■ **Information supplied**:

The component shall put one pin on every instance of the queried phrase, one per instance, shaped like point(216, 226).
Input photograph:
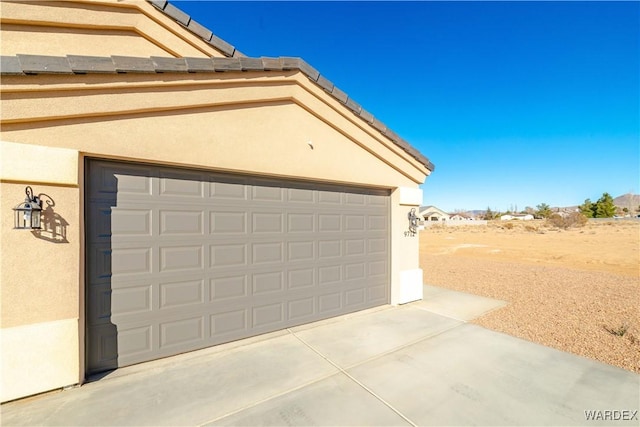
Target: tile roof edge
point(195, 28)
point(78, 64)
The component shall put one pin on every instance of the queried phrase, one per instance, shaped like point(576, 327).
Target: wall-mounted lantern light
point(27, 214)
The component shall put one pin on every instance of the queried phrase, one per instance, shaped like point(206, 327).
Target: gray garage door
point(179, 260)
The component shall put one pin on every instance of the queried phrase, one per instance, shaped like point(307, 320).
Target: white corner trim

■ **What is expected**:
Word for word, restate all of the records. Exclude the pictures.

■ **Finished task**:
The component shall put one pin on every instance of the queried phrase, one per instance, shaped like point(216, 226).
Input photograph:
Target: tile roof edge
point(195, 28)
point(78, 64)
The component shall put one pin on every instance of the queried phrase, one per instance, shaped like point(576, 327).
Target: wall-mounted lantern light
point(27, 214)
The component shall put one pin on every instance of the queried phrase, one per instance, shaped like point(206, 327).
Target: gray garage door
point(179, 260)
The component shall put one pin on every instance of the queried phrase, one per instance, shaped like point(307, 320).
Target: white corner trim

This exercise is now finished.